Data shown:
——

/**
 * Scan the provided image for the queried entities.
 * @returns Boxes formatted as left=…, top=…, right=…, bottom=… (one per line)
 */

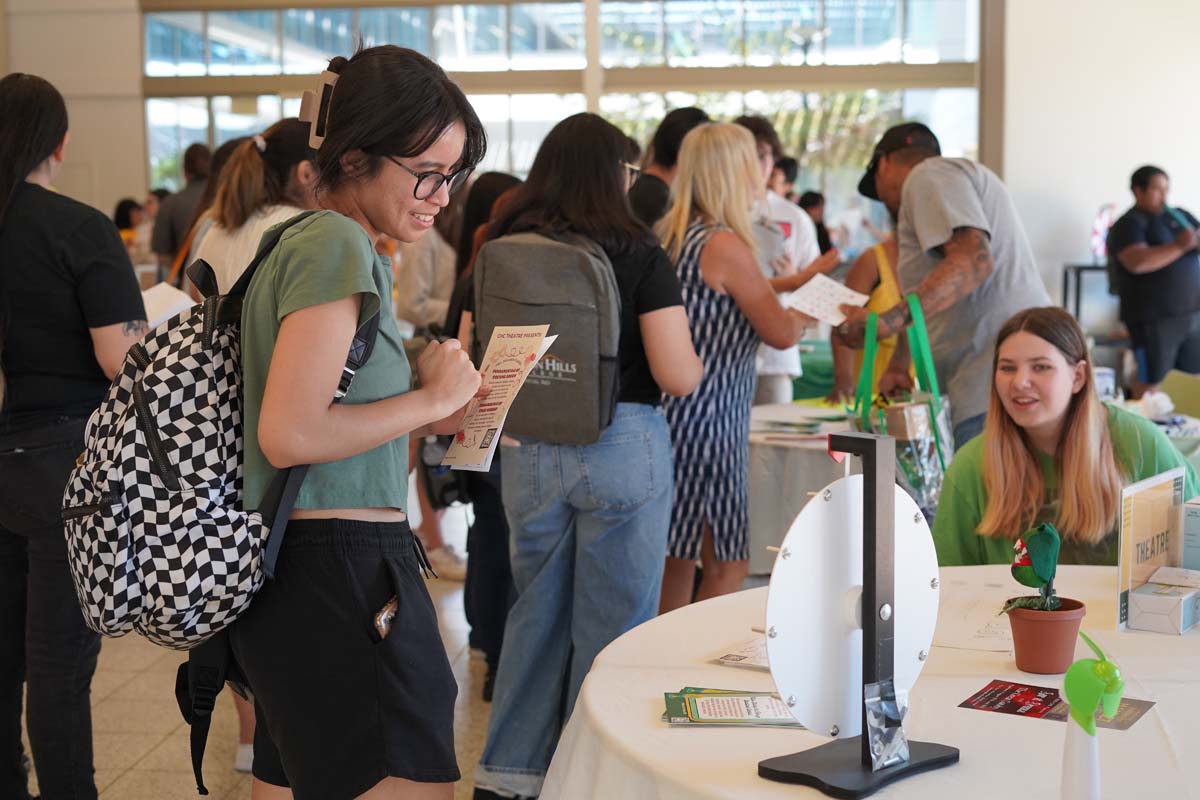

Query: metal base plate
left=758, top=737, right=959, bottom=799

——

Task details: Please repeat exactly the lines from the one containing "(one per line)" through the last line of the records, both included, and leave out the pictures.

Exercise output:
 * @returns Boxes formatted as left=…, top=…, right=…, bottom=… (one per line)
 */


Query: metal base plate
left=758, top=737, right=959, bottom=799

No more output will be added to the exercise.